* [Direction 1]
Transcribe word for word the stretch of the passage on John Brown in American fiction from "After the 1995" through "for American novelists.".

======== Source extract ========

After the 1995 bombing of the Federal Building in Oklahoma, Jane Smiley decided to write a novel about the intersection of American ideology and violence. She turned to 1850s Kansas and radical abolitionist John Brown, publishing The All-True Travels and Adventures of Lidie Newton in 1998. Not coincidentally, Russell Banks notes that his 1998 John Brown novel Cloudsplitter was inspired by Waco and Ruby Ridge: "I realized how significantly he figures in the old American weave of violence, politics, religion, race" ("Art of Fiction" 79). Banks dubbed Brown "the last Puritan and the first modern terrorist" (82). John Brown and 1850s Kansas emerged at the turn of the millennium as the fullest expression of American ideological passions for American novelists.

1850s Kansas was dubbed "Bleeding Kansas" for the frequent skirmishes that occurred between Free State and pro-slave factions in the Kansas Territory from 1855 to 1859. With the Kansas-Nebraska Act in 1854, Congress did not explicitly designate these territories as free or enslaved, leaving it to the vote of residents. The subsequent rush of opposing settlers led to guerilla warfare and other violent outbreaks, with the bloodiest attacks attributed to John Brown and his followers. Many point to John Brown's actions in Kansas and later in Harpers Ferry as contributing to the Civil War.

When Bruce Olds published his 1995 novel Raising Holy Hell (a Pulitzer Prize finalist), he noted that few novels had chosen John Brown as a subject (163). However, following Lidie Newton and Cloudsplitter, Marilynne Robinson wrote Gilead (2004), in which [End Page 325] the pre–Civil War events in both Kansas and Iowa are foundational and include a dramatic cameo by John Brown. And in 2013 James McBride published the National Book Award winner The Good Lord Bird,1 as choreographer Dean Moss was developing his performance piece johnbrown. All of these texts portray a complicated relationship between 1850s Kansas and the country that followed—with the glowering presence of a disappointed John Brown.

========

* [Direction 2]
Return each line of the rows below that contains the string "wooden". Case counts.

======== Supplied material ========

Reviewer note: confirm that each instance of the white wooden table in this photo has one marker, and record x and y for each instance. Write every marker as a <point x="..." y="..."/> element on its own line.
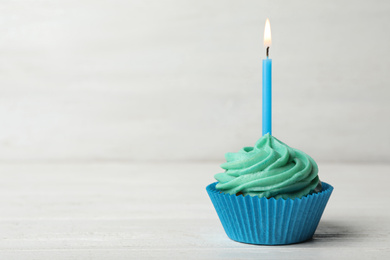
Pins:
<point x="162" y="211"/>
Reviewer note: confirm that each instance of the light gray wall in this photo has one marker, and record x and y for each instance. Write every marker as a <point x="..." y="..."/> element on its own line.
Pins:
<point x="181" y="80"/>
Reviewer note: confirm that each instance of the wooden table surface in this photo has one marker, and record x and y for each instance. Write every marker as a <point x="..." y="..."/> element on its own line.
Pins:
<point x="162" y="211"/>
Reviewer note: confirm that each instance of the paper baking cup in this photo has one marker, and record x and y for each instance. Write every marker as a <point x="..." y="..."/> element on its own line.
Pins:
<point x="272" y="221"/>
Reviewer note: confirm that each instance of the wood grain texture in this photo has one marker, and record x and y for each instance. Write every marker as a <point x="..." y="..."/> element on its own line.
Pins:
<point x="161" y="211"/>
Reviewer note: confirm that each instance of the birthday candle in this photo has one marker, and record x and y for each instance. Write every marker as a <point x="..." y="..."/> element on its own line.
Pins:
<point x="267" y="83"/>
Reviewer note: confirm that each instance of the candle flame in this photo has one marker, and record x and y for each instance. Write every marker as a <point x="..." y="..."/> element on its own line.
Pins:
<point x="267" y="34"/>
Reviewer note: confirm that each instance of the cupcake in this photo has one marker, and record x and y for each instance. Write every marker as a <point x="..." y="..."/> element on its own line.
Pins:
<point x="269" y="194"/>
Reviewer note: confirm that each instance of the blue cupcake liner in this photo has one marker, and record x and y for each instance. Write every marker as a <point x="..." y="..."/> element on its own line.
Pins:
<point x="263" y="221"/>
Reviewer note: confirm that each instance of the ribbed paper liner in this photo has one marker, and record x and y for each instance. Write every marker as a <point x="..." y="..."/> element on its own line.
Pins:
<point x="272" y="221"/>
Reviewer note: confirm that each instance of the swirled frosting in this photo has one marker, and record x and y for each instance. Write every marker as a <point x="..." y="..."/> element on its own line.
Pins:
<point x="269" y="169"/>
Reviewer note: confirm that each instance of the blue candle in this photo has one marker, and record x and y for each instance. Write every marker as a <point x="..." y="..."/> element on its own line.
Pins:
<point x="267" y="83"/>
<point x="267" y="96"/>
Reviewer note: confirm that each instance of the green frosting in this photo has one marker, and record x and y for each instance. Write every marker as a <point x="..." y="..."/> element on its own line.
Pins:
<point x="269" y="169"/>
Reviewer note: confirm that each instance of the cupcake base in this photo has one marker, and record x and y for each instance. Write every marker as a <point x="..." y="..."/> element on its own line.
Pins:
<point x="263" y="221"/>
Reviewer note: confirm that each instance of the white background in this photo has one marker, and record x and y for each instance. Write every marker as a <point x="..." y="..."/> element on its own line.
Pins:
<point x="181" y="80"/>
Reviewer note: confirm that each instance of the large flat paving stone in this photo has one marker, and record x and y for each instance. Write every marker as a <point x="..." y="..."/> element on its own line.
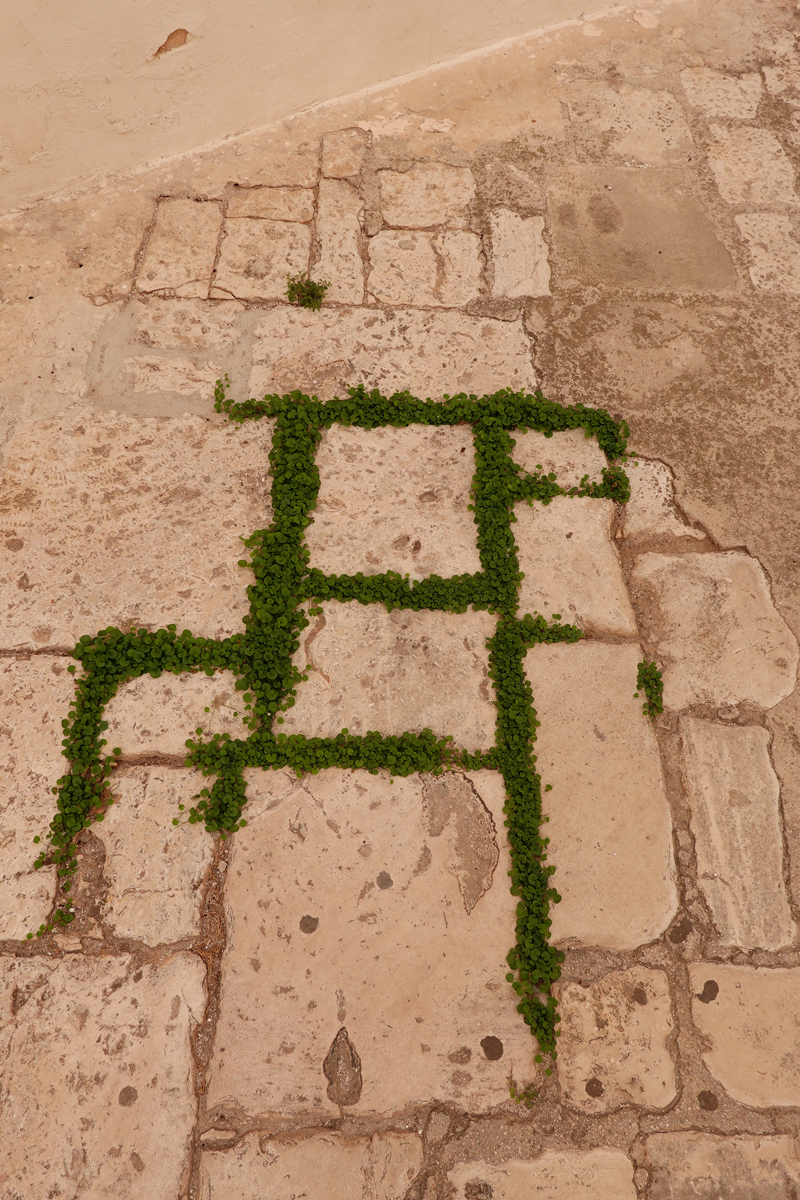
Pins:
<point x="613" y="1045"/>
<point x="368" y="924"/>
<point x="115" y="521"/>
<point x="719" y="633"/>
<point x="395" y="499"/>
<point x="750" y="1020"/>
<point x="609" y="825"/>
<point x="734" y="797"/>
<point x="391" y="672"/>
<point x="98" y="1084"/>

========

* [Worked answer 1]
After the 1995 bombing of the Federal Building in Oklahoma, Jane Smiley decided to write a novel about the intersection of American ideology and violence. She turned to 1850s Kansas and radical abolitionist John Brown, publishing The All-True Travels and Adventures of Lidie Newton in 1998. Not coincidentally, Russell Banks notes that his 1998 John Brown novel Cloudsplitter was inspired by Waco and Ruby Ridge: "I realized how significantly he figures in the old American weave of violence, politics, religion, race" ("Art of Fiction" 79). Banks dubbed Brown "the last Puritan and the first modern terrorist" (82). John Brown and 1850s Kansas emerged at the turn of the millennium as the fullest expression of American ideological passions for American novelists.

* [Worked answer 2]
Reviewer note: confirm that each instance of the white wooden table in this photo has one marker, and record x and y for each instance. Write every marker as a <point x="..." y="..."/> element on its own line.
Reviewer note: confirm that each instance of the wooden table surface in this photo has one marker, and record x and y for each instance. Write every marker as a <point x="..." y="..."/> element on its own line.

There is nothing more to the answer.